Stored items
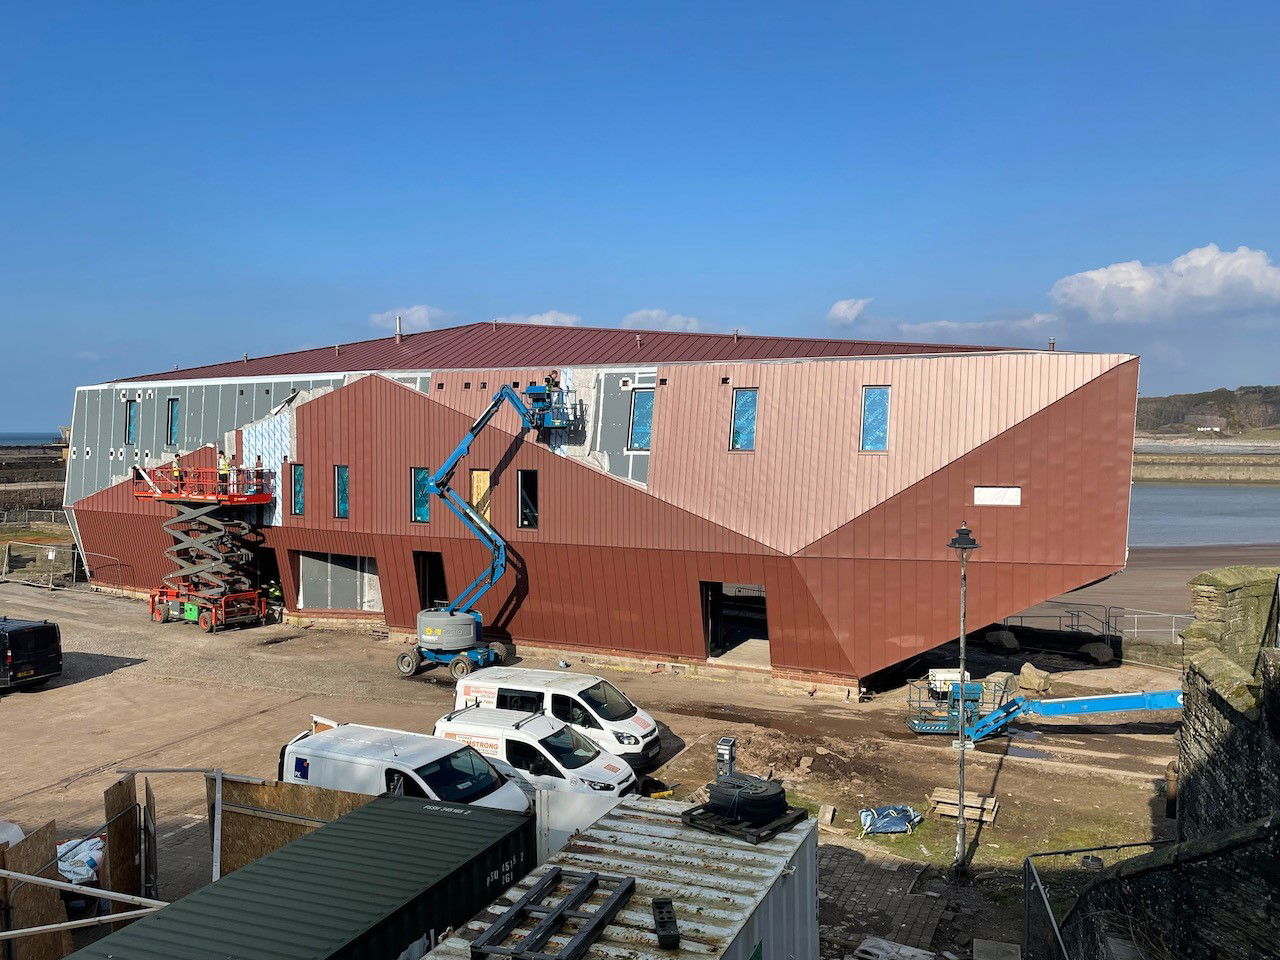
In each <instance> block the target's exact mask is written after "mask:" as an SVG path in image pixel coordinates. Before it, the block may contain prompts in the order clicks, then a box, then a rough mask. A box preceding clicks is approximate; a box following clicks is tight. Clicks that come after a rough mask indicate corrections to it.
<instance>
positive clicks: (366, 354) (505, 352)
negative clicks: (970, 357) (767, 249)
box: [129, 323, 1001, 380]
mask: <svg viewBox="0 0 1280 960" xmlns="http://www.w3.org/2000/svg"><path fill="white" fill-rule="evenodd" d="M991 349H1001V348H1000V347H972V346H956V344H950V343H946V344H942V343H887V342H882V340H835V339H819V338H805V337H753V335H746V334H744V335H737V337H736V335H733V334H731V333H672V332H668V330H632V329H622V328H616V326H611V328H600V326H540V325H536V324H511V323H479V324H465V325H462V326H447V328H443V329H440V330H424V332H422V333H411V334H406V335H404V337H403V339H402V340H401V342H399V343H397V342H396V338H394V337H383V338H380V339H376V340H360V342H356V343H343V344H339V346H335V347H316V348H315V349H300V351H294V352H292V353H275V355H273V356H266V357H251V358H248V360H233V361H230V362H227V364H210V365H207V366H196V367H188V369H186V370H166V371H164V372H160V374H147V375H145V376H134V378H129V379H132V380H179V379H180V380H192V379H195V380H200V379H223V378H228V376H292V375H301V374H326V372H344V371H356V370H472V369H494V367H518V366H524V367H530V366H531V367H541V366H545V367H558V366H575V365H600V366H605V365H622V364H678V362H690V361H717V360H782V358H799V357H865V356H883V355H902V353H960V352H966V351H991Z"/></svg>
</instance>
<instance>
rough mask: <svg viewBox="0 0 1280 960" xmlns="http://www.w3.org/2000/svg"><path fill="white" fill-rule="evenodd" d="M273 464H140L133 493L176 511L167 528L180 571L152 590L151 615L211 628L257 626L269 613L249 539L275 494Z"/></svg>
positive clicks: (175, 556)
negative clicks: (162, 584)
mask: <svg viewBox="0 0 1280 960" xmlns="http://www.w3.org/2000/svg"><path fill="white" fill-rule="evenodd" d="M273 486H274V476H273V474H271V472H270V471H266V470H256V468H244V467H232V468H229V470H227V471H225V472H223V471H219V470H218V468H216V467H182V466H179V467H178V468H174V466H173V465H172V463H170V465H166V466H163V467H147V468H137V470H134V471H133V495H134V497H137V498H138V499H147V500H156V502H159V503H172V504H173V506H174V507H175V508H177V513H175V515H174V516H173V517H172V518H169V520H166V521H165V524H164V529H165V532H168V534H169V535H170V536H173V539H174V543H173V545H172V547H169V548H168V549H166V550H165V556H166V557H169V559H172V561H173V563H174V567H175V570H174V572H173V573H169V575H168V576H166V577H164V586H160V588H156V589H155V590H152V591H151V603H150V609H151V618H152V620H154V621H156V622H157V623H164V622H168V621H172V620H180V621H187V622H192V623H197V625H198V626H200V628H201V630H204V631H205V632H212V631H215V630H220V628H223V627H229V626H246V625H257V623H261V622H262V621H264V618H265V617H266V598H265V596H264V594H262V591H261V590H260V589H259V588H257V585H256V582H255V579H256V577H255V575H253V552H252V550H251V549H250V547H248V543H247V539H246V538H248V536H250V535H251V534H252V532H253V530H255V526H256V525H255V524H253V522H252V521H253V520H255V508H257V507H260V506H264V504H268V503H270V502H271V499H273V498H274V495H275V493H274V489H273Z"/></svg>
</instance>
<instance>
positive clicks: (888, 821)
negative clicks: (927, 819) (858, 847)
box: [858, 806, 924, 837]
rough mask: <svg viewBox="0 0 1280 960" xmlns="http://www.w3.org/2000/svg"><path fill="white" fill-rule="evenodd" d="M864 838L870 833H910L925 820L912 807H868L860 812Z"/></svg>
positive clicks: (859, 814)
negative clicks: (910, 832)
mask: <svg viewBox="0 0 1280 960" xmlns="http://www.w3.org/2000/svg"><path fill="white" fill-rule="evenodd" d="M858 817H859V819H861V822H863V836H864V837H865V836H867V835H868V833H910V832H911V831H914V829H915V828H916V827H919V826H920V820H923V819H924V818H923V817H922V815H920V814H918V813H916V812H915V810H913V809H911V808H910V806H868V808H865V809H863V810H859V812H858Z"/></svg>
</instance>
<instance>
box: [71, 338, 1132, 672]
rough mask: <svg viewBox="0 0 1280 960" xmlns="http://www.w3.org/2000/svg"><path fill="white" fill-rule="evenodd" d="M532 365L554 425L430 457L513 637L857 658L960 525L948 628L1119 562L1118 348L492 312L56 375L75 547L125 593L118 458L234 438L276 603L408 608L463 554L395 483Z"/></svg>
mask: <svg viewBox="0 0 1280 960" xmlns="http://www.w3.org/2000/svg"><path fill="white" fill-rule="evenodd" d="M550 371H556V375H557V376H558V379H559V383H561V384H562V385H563V387H564V388H566V390H568V396H570V398H571V401H572V402H573V403H575V404H576V410H579V411H580V413H581V419H580V422H579V424H576V425H575V426H573V428H570V429H564V430H549V431H544V433H543V435H538V436H535V435H534V434H531V433H524V431H521V430H520V429H518V428H520V425H518V421H517V417H516V415H515V412H513V411H509V410H507V411H503V412H499V413H498V416H497V417H495V419H494V420H493V424H492V428H490V429H489V430H488V431H486V433H485V434H484V435H483V436H481V438H480V439H477V442H476V443H475V447H474V448H472V451H471V453H470V456H468V458H467V460H466V462H465V463H463V470H462V471H460V474H458V477H457V480H456V486H457V488H458V490H460V492H461V493H463V495H470V499H471V503H472V504H475V506H476V507H477V508H479V509H481V511H483V512H484V513H485V516H486V517H488V518H489V520H490V522H492V524H493V526H494V527H497V529H498V530H499V531H500V534H502V535H503V536H504V538H506V539H507V541H508V544H509V557H511V570H509V572H508V573H507V576H506V577H504V579H503V580H502V581H500V582H499V584H498V585H497V588H495V589H493V590H492V591H490V593H489V594H488V595H486V596H485V598H484V600H483V603H481V604H480V609H481V612H483V613H484V618H485V628H486V631H488V632H490V634H492V635H495V636H499V637H509V639H511V640H513V641H515V643H517V644H521V643H525V644H543V645H549V646H556V648H576V649H584V650H591V652H596V653H608V654H618V655H630V657H640V658H649V659H662V660H676V659H686V660H704V659H709V658H719V657H722V655H723V657H724V658H726V660H730V662H732V660H733V659H735V658H736V657H741V655H742V652H744V650H746V649H751V650H754V653H753V655H751V657H749V658H746V659H751V660H754V662H756V663H759V664H760V667H762V668H771V669H773V671H774V672H780V673H788V675H809V676H815V675H826V676H831V677H840V678H854V677H864V676H867V675H869V673H873V672H876V671H879V669H883V668H886V667H890V666H892V664H895V663H900V662H902V660H905V659H908V658H910V657H913V655H914V654H918V653H920V652H923V650H927V649H929V648H933V646H937V645H940V644H943V643H946V641H948V640H951V639H954V637H955V635H956V632H957V627H956V622H955V621H956V595H957V571H956V564H955V562H954V558H952V557H951V556H950V553H948V550H947V541H948V539H950V536H951V534H952V531H954V529H955V527H957V526H959V525H960V522H961V521H968V524H969V525H970V526H972V527H973V529H974V531H975V535H977V538H978V539H979V540H980V541H982V549H980V550H979V552H978V553H977V554H975V557H974V561H973V563H972V566H970V591H969V602H970V623H973V625H982V623H987V622H992V621H996V620H998V618H1001V617H1005V616H1009V614H1011V613H1016V612H1019V611H1021V609H1024V608H1027V607H1029V605H1033V604H1036V603H1039V602H1042V600H1044V599H1048V598H1052V596H1056V595H1059V594H1061V593H1065V591H1068V590H1071V589H1074V588H1078V586H1082V585H1084V584H1089V582H1092V581H1096V580H1100V579H1102V577H1106V576H1108V575H1111V573H1114V572H1116V571H1119V570H1120V568H1123V566H1124V562H1125V552H1126V535H1128V516H1129V486H1130V474H1132V460H1133V429H1134V407H1135V401H1137V385H1138V361H1137V358H1135V357H1132V356H1126V355H1098V353H1071V352H1065V351H1027V349H1001V348H986V347H956V346H940V344H902V343H878V342H864V340H831V339H799V338H776V337H740V335H736V334H732V335H731V334H724V335H721V334H682V333H667V332H648V330H622V329H586V328H549V326H532V325H521V324H497V323H484V324H471V325H465V326H456V328H448V329H442V330H430V332H424V333H416V334H410V335H404V337H389V338H384V339H376V340H366V342H361V343H353V344H342V346H338V347H330V348H321V349H308V351H300V352H296V353H284V355H278V356H269V357H259V358H244V360H243V361H234V362H229V364H219V365H212V366H206V367H196V369H189V370H178V371H173V372H164V374H152V375H146V376H136V378H131V379H125V380H119V381H113V383H106V384H99V385H92V387H82V388H79V389H78V390H77V393H76V406H74V415H73V426H72V436H70V461H69V471H68V484H67V507H68V512H69V515H70V517H72V521H73V527H74V532H76V539H77V543H78V545H79V547H81V549H82V550H83V552H84V556H86V558H87V566H88V567H90V571H91V575H92V577H93V580H95V581H96V582H99V584H101V585H104V586H116V588H123V589H128V590H140V591H141V590H150V589H151V588H154V586H156V585H157V584H159V582H160V581H161V579H163V577H164V576H165V573H166V572H169V571H168V568H166V559H165V549H166V548H168V547H170V545H172V540H170V539H169V538H168V535H166V534H165V532H164V530H163V527H161V525H163V522H164V521H165V520H166V518H168V517H169V516H170V515H172V507H166V506H165V504H163V503H155V502H146V500H141V502H140V500H138V499H136V498H134V497H133V495H132V492H131V483H129V479H131V474H132V471H133V468H134V467H145V466H156V465H161V463H165V462H168V461H172V460H173V458H175V457H177V458H180V461H182V462H183V463H189V465H193V466H206V467H207V466H212V463H214V457H215V456H216V449H219V448H220V449H225V451H227V452H228V454H229V456H232V457H233V458H236V461H237V462H238V463H241V465H243V466H250V465H255V463H256V462H257V460H259V458H261V462H262V467H264V468H265V470H268V471H271V472H274V475H275V477H276V484H275V489H276V490H278V495H276V499H275V500H274V502H273V503H271V504H268V506H266V507H264V508H261V516H260V517H259V521H257V522H259V527H260V547H259V567H260V575H261V577H262V579H264V580H270V579H276V577H278V580H279V584H280V588H282V593H283V599H284V604H285V608H287V609H288V611H289V612H291V613H297V614H302V616H312V617H317V618H326V620H329V618H358V620H372V621H385V623H387V626H388V627H389V628H390V630H392V631H396V632H398V631H406V632H407V631H411V630H412V627H413V622H415V614H416V612H417V611H419V609H420V608H424V607H428V605H431V604H433V603H435V602H439V600H443V599H447V598H448V596H449V595H451V590H457V589H460V588H461V586H463V585H466V584H467V582H470V580H471V579H472V577H474V576H475V575H476V573H477V572H480V571H481V570H483V568H484V567H485V564H486V563H488V554H486V552H485V549H484V548H483V547H481V545H480V544H479V543H476V540H475V539H474V538H472V536H471V534H470V532H468V531H467V530H466V529H465V527H463V526H462V525H461V524H460V522H458V521H457V520H456V517H453V516H452V515H451V513H449V512H447V511H443V509H436V508H434V507H436V506H438V504H433V503H431V500H430V498H429V497H428V495H426V494H425V490H424V483H425V477H426V475H429V472H430V470H433V468H434V467H435V466H438V465H439V463H440V462H442V461H443V460H444V458H445V457H447V456H448V454H449V452H451V451H452V449H453V447H454V444H456V443H457V442H458V438H460V436H461V435H462V434H463V433H465V431H466V430H467V428H468V425H470V424H471V421H472V420H474V419H475V416H476V415H477V413H479V412H480V411H481V410H484V408H485V406H486V404H488V403H489V401H490V397H492V394H493V393H494V390H495V389H498V388H499V387H500V385H502V384H503V383H508V384H513V385H518V387H524V385H526V384H530V383H540V381H543V379H544V378H545V376H548V374H549V372H550ZM744 641H745V643H744Z"/></svg>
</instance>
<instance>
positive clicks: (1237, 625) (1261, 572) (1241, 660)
mask: <svg viewBox="0 0 1280 960" xmlns="http://www.w3.org/2000/svg"><path fill="white" fill-rule="evenodd" d="M1276 575H1280V567H1220V568H1217V570H1210V571H1206V572H1203V573H1201V575H1199V576H1198V577H1193V579H1192V580H1189V581H1188V586H1190V589H1192V613H1194V614H1196V621H1194V622H1193V623H1190V626H1188V627H1187V628H1185V630H1183V632H1181V637H1183V643H1184V645H1185V650H1187V655H1188V658H1190V657H1192V655H1193V654H1196V653H1199V652H1202V650H1207V649H1216V650H1220V652H1221V653H1222V654H1224V655H1226V658H1228V659H1230V660H1231V662H1233V663H1235V664H1236V666H1238V667H1240V668H1242V669H1243V671H1244V672H1247V673H1253V672H1254V671H1256V669H1257V660H1258V650H1261V649H1262V648H1263V646H1265V645H1270V644H1274V641H1275V625H1276V621H1275V618H1276Z"/></svg>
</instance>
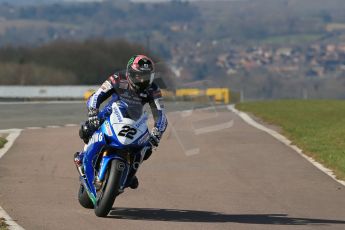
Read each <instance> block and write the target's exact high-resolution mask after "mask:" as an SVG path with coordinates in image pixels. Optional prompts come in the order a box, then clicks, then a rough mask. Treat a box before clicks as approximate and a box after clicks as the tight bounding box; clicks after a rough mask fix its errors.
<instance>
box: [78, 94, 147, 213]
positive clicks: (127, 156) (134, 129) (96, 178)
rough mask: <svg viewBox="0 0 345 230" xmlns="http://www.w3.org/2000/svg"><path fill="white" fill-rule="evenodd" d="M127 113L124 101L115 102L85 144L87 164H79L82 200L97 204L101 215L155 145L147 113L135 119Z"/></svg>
mask: <svg viewBox="0 0 345 230" xmlns="http://www.w3.org/2000/svg"><path fill="white" fill-rule="evenodd" d="M126 114H128V111H127V105H126V104H125V103H123V102H121V101H117V102H114V103H113V104H112V111H111V114H110V116H107V117H105V118H104V121H103V122H102V125H101V126H100V127H99V128H98V129H97V130H96V131H95V132H94V134H93V135H92V137H91V138H90V140H89V142H88V144H87V145H86V146H85V148H84V153H85V154H84V159H83V162H84V164H83V165H84V168H83V169H81V168H80V167H79V168H78V167H77V169H78V172H79V174H80V182H81V185H80V189H79V193H78V200H79V203H80V204H81V205H82V206H83V207H85V208H94V211H95V214H96V215H97V216H99V217H104V216H107V215H108V213H109V211H110V210H111V208H112V206H113V203H114V201H115V198H116V197H117V196H118V195H119V194H121V193H122V192H123V191H124V189H125V188H126V187H128V186H129V184H130V182H131V181H130V180H131V179H132V178H131V176H130V175H129V174H130V172H131V170H133V169H134V168H135V167H136V169H137V168H138V167H139V165H140V164H141V163H142V162H143V160H144V159H145V154H146V152H147V150H149V149H151V148H152V145H151V144H150V141H149V140H150V133H149V130H148V126H147V120H148V115H147V113H146V112H143V113H142V114H141V116H140V118H139V119H136V120H133V119H132V118H130V117H129V116H128V115H126ZM89 152H91V153H92V154H89ZM88 156H93V157H92V159H89V158H88Z"/></svg>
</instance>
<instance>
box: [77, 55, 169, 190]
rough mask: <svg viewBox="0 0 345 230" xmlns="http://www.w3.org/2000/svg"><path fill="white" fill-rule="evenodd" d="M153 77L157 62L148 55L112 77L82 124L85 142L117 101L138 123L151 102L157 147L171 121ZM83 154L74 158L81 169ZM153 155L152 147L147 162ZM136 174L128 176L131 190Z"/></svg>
mask: <svg viewBox="0 0 345 230" xmlns="http://www.w3.org/2000/svg"><path fill="white" fill-rule="evenodd" d="M154 75H155V66H154V63H153V61H152V60H151V59H150V58H149V57H147V56H145V55H135V56H132V57H131V58H130V60H129V61H128V64H127V69H126V73H120V72H119V73H115V74H113V75H111V76H110V77H109V78H108V79H107V80H106V81H105V82H104V83H103V84H102V86H101V87H100V88H99V89H98V90H97V91H96V92H95V93H94V94H93V95H92V96H91V97H90V99H89V100H88V102H87V107H88V121H87V122H86V124H85V125H82V127H81V129H80V131H79V135H80V137H81V138H82V139H83V140H84V142H85V143H88V141H89V139H90V137H91V136H92V134H93V132H94V131H95V130H96V129H97V128H98V127H99V126H100V121H101V120H102V119H103V118H104V117H106V116H109V115H110V114H111V112H112V107H111V105H112V104H113V103H114V102H121V103H122V104H123V103H124V104H125V106H126V107H127V108H126V109H127V114H126V116H128V117H130V118H131V119H135V120H136V119H138V118H139V117H140V116H141V114H142V111H143V107H144V105H145V104H146V103H149V105H150V108H151V111H152V114H153V117H154V121H155V123H154V127H153V129H152V131H151V133H150V139H149V141H150V143H151V145H152V146H155V147H157V146H158V144H159V141H160V139H161V137H162V135H163V133H164V131H165V130H166V127H167V125H168V121H167V118H166V116H165V113H164V106H163V104H162V93H161V91H160V89H159V87H158V86H157V85H156V84H155V83H153V80H154ZM110 96H112V98H111V100H110V101H109V103H108V104H107V105H106V106H105V107H104V108H103V110H101V111H99V107H100V105H101V104H102V103H103V102H104V101H105V100H107V99H108V98H109V97H110ZM86 147H87V145H86V146H85V147H84V152H85V150H86ZM84 152H82V153H78V152H77V153H76V154H75V156H74V162H75V164H76V166H77V167H79V168H81V169H83V167H82V166H83V163H85V161H83V159H84ZM151 153H152V147H151V148H150V149H149V150H148V151H147V152H146V154H145V158H144V159H145V160H146V159H148V158H149V157H150V155H151ZM88 158H89V156H88ZM137 161H138V159H137ZM135 162H136V161H135ZM84 167H85V166H84ZM136 171H137V168H132V169H131V172H130V173H129V178H132V179H131V180H130V183H129V184H128V185H127V187H131V188H132V189H136V188H137V187H138V185H139V182H138V178H137V177H136V176H135V173H136Z"/></svg>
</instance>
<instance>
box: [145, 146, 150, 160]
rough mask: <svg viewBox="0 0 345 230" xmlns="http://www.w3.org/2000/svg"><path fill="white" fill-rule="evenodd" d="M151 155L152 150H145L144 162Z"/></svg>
mask: <svg viewBox="0 0 345 230" xmlns="http://www.w3.org/2000/svg"><path fill="white" fill-rule="evenodd" d="M151 155H152V148H149V149H147V150H146V152H145V156H144V161H146V160H147V159H149V158H150V156H151Z"/></svg>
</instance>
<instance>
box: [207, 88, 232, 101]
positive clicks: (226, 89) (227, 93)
mask: <svg viewBox="0 0 345 230" xmlns="http://www.w3.org/2000/svg"><path fill="white" fill-rule="evenodd" d="M206 95H207V96H209V97H213V98H214V100H215V101H216V102H217V103H221V102H223V103H224V104H229V103H230V90H229V89H227V88H208V89H207V90H206Z"/></svg>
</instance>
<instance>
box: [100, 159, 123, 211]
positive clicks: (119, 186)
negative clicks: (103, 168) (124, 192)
mask: <svg viewBox="0 0 345 230" xmlns="http://www.w3.org/2000/svg"><path fill="white" fill-rule="evenodd" d="M123 164H124V163H123V162H121V161H119V160H112V161H111V166H110V167H109V168H108V172H107V175H106V178H105V181H104V186H103V188H102V189H101V191H100V192H99V193H98V194H97V202H96V205H95V214H96V216H99V217H105V216H107V215H108V213H109V211H110V210H111V208H112V207H113V204H114V201H115V198H116V196H117V195H118V194H119V188H120V182H121V176H122V173H123V168H124V167H122V166H123Z"/></svg>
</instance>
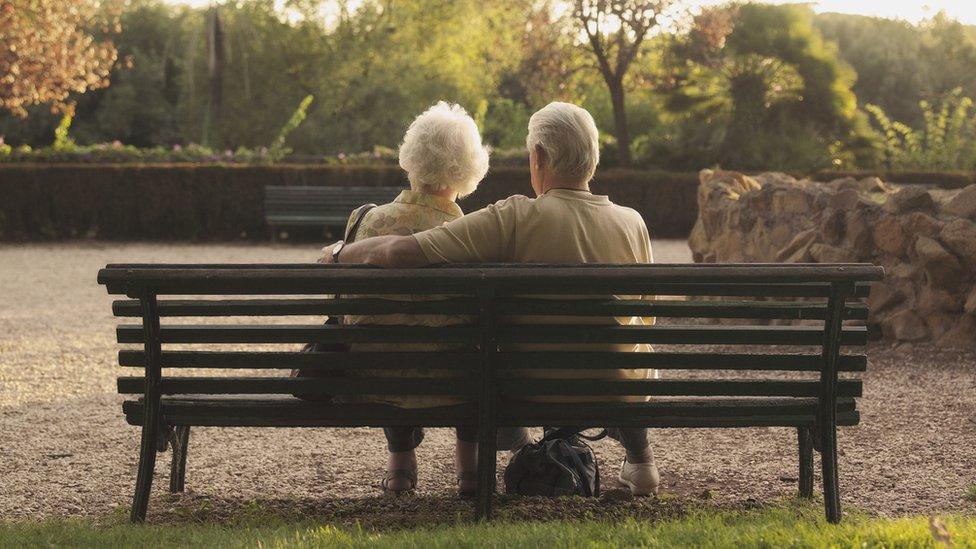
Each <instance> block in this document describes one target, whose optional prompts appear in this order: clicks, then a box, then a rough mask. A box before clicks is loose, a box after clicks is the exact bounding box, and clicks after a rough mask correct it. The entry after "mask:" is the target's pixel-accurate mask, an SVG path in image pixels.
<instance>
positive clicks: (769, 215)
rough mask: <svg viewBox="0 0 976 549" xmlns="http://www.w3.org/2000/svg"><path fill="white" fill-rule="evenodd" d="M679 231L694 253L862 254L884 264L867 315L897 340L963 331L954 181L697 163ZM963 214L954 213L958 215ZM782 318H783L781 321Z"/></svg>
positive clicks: (973, 300)
mask: <svg viewBox="0 0 976 549" xmlns="http://www.w3.org/2000/svg"><path fill="white" fill-rule="evenodd" d="M700 179H701V182H702V183H701V185H700V186H699V189H698V205H699V217H698V221H697V223H696V224H695V227H694V229H693V230H692V233H691V235H690V237H689V246H690V247H691V249H692V254H693V257H694V258H695V261H697V262H710V263H735V262H744V263H764V262H770V261H777V262H792V263H806V262H814V261H815V262H819V263H848V262H870V263H874V264H877V265H881V266H883V267H884V268H885V272H886V273H887V276H886V279H885V280H884V281H883V282H879V283H875V284H874V287H873V291H872V293H871V295H870V297H869V298H868V305H869V307H870V311H871V313H870V314H871V318H870V319H869V321H868V325H869V326H870V327H871V328H872V329H873V330H877V331H880V333H882V334H883V335H884V336H885V337H887V338H889V339H893V340H895V341H902V342H910V341H914V342H920V341H928V342H932V343H934V342H936V341H955V342H959V341H964V340H965V337H966V336H964V335H963V333H962V330H963V329H964V328H965V327H966V326H967V324H966V323H965V322H969V321H965V322H963V321H960V318H962V317H963V316H964V315H966V316H969V317H972V316H973V315H976V289H974V285H976V223H974V222H973V220H974V219H976V218H974V217H971V216H969V213H970V208H969V206H968V204H969V203H968V202H967V201H968V200H970V199H971V197H973V196H976V185H974V186H972V187H973V188H966V189H963V190H961V191H954V190H943V189H935V188H931V189H930V188H927V187H925V186H923V185H898V186H890V185H887V184H885V183H884V182H883V181H881V180H880V179H877V178H867V179H862V180H860V181H858V180H854V179H851V178H847V179H842V180H837V181H834V182H831V183H820V182H816V181H811V180H807V179H803V180H796V179H794V178H793V177H790V176H789V175H786V174H781V173H767V174H761V175H757V176H754V177H749V176H746V175H743V174H739V173H736V172H727V171H712V170H703V171H702V172H701V174H700ZM960 214H963V215H960ZM782 322H785V321H782Z"/></svg>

Exercise aim: What is needed is the exact run of lines from the start of the data through the line with "negative clicks: (970, 357) (767, 249)", both ends included, minus the pictures.

Output:
In each <instance> block the target's exact mask is written after "mask:" as an SVG path in image pixel coordinates. Before it, the block may contain prompts in the order clicks, then a box, then a rough mask. A box preceding clicks is approximate; a box following clicks is tight. Clicks that come after a rough mask indicate corrections to it.
<instance>
positive clicks: (366, 354) (505, 352)
negative clicks: (970, 357) (767, 249)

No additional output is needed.